**Required action**
Go through the listing and copy every line word for word.
START The data
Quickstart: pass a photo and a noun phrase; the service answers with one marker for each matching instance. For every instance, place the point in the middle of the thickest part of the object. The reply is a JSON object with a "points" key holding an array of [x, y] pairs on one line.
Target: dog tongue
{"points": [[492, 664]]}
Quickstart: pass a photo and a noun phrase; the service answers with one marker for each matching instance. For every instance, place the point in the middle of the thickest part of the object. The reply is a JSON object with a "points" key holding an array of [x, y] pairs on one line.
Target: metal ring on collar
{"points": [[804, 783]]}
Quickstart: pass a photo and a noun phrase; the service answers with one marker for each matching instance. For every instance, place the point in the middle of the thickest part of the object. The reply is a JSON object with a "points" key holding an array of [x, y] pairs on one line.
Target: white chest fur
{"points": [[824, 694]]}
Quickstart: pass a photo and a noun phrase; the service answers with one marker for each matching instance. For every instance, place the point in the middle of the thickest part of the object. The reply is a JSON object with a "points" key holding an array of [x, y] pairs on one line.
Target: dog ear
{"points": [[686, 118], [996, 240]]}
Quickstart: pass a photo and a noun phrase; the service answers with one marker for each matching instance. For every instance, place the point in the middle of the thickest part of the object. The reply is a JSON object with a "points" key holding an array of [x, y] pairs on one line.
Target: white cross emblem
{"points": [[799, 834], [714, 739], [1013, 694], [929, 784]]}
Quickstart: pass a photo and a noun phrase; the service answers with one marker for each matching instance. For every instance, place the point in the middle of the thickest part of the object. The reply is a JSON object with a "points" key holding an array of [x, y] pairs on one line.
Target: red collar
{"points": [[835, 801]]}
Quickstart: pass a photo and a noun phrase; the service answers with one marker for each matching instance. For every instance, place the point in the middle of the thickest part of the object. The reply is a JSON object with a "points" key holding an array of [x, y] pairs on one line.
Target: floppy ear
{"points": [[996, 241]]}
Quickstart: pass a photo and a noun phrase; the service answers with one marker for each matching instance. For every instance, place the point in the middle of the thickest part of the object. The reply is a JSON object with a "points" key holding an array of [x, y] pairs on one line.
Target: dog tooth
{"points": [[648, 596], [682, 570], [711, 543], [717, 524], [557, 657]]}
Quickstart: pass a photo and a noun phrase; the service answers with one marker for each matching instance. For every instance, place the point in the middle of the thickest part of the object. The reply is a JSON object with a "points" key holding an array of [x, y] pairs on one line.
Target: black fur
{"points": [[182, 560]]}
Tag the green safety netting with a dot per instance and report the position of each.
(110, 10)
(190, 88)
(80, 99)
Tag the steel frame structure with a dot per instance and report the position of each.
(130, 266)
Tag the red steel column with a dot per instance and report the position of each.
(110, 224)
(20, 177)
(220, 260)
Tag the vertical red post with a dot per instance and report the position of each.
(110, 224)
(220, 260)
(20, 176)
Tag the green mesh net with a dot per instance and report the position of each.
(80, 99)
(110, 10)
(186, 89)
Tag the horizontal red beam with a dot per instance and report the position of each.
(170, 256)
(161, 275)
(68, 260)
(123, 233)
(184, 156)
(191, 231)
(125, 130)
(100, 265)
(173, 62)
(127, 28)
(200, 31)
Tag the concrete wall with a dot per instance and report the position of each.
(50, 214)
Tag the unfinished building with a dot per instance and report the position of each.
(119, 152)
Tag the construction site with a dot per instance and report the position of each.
END The data
**Task solution**
Quickstart: pass a photo and a noun phrase; the service answers with one marker for each matching instance. For every instance, place the point in the middle of the thickest part of the object. The reply is a JSON object with a "points" key holding an array of [x, y] pairs on one line.
Target: dog tongue
{"points": [[492, 664]]}
Quickstart: pass a photo and a noun phrase; the service answers with one marker for each matching instance. For every instance, place the point in the middle of the thickest part of the object. The reply is a JSON object with a "points" key holding an array of [x, y] pairs on one line.
Target: metal ring on collar
{"points": [[804, 783]]}
Quickstart: pass a photo and a noun phrase; the service answers with one marker for each matching instance. For every instance, place the point in the middle of the thickest part of the object. The reply is a JSON object with a "points" key holding an array of [x, y] pairs on one line.
Target: white chest fur
{"points": [[824, 694]]}
Quickstart: pass a photo and a noun phrase; the service answers with one marker for each matching instance. For every instance, place the point in the middle of the thickest part of the object. The reply is a JSON object with a "points" key holding an array of [x, y] pairs on one line.
Target: dog ear
{"points": [[686, 118], [996, 240]]}
Quickstart: pass a photo and a noun phrase; the service answers with one marker for each matching instance. For every instance, place the point in the middle of the thickest part of the object. The reply is a JSON object with a "points" key holding an array of [x, y] pairs on one line.
Target: white cross emblem
{"points": [[799, 834], [714, 739], [1013, 694], [929, 784]]}
Quickstart: pass a photo and a noun phrase; the service answers with one marker for each matching instance. For every instance, place the point in the middle of the thickest part of the object. The reply is a JSON object with a "points" key holding an array of [x, y] pairs on one line.
Target: red collar
{"points": [[835, 801]]}
Quickstart: pass a photo and a noun phrase; the service answers with one marker for each matching instance. For every instance, place the point in the middle of the thickest part of the object. The reply is a JSON object with a "points" key holding an array of [x, y] pairs on one line.
Target: floppy ear
{"points": [[996, 241]]}
Quickstart: pass a photo and a noun phrase; the service answers with one marker for each matching instance. For every instance, place the point in the middle of the thickest part of the object. The reply is a JSON object with a "points" key holding an array of [x, y] pairs on one line.
Target: dog tooth
{"points": [[648, 596], [682, 570], [711, 543], [717, 524], [557, 657]]}
Quickstart: pass a photo and a noun phrase; the service answers with one marker for each matching instance. For every instance, place the point in the middle of the thickest part of the object. The reply is a JSON object with a "points" key holding an array of [x, y] pairs on one line.
Target: black fur
{"points": [[182, 560]]}
Tag the green safety netting with a dot per instance and report the position of each.
(110, 10)
(190, 88)
(80, 99)
Tag the steel frame structure with a dot per instance and report the position of each.
(130, 266)
Tag the red steel column with a dot per instance and report the position of each.
(110, 224)
(20, 177)
(220, 260)
Tag the vertical red post with a dot per instance and report the position of each.
(110, 224)
(220, 260)
(20, 176)
Tag the green mesh net with a dot per instance and report the position of each.
(80, 99)
(110, 10)
(186, 89)
Tag the horizontal red beam with a dot per instance and report the position of each.
(170, 256)
(161, 275)
(68, 260)
(123, 233)
(184, 156)
(191, 231)
(125, 130)
(100, 265)
(173, 62)
(127, 28)
(200, 31)
Tag the concrete wall with a dot per instance and report the position of each.
(50, 214)
Tag the unfinished building with a dot per instance and report the position of each.
(119, 152)
Tag the construction site with a dot per instance and report the position of each.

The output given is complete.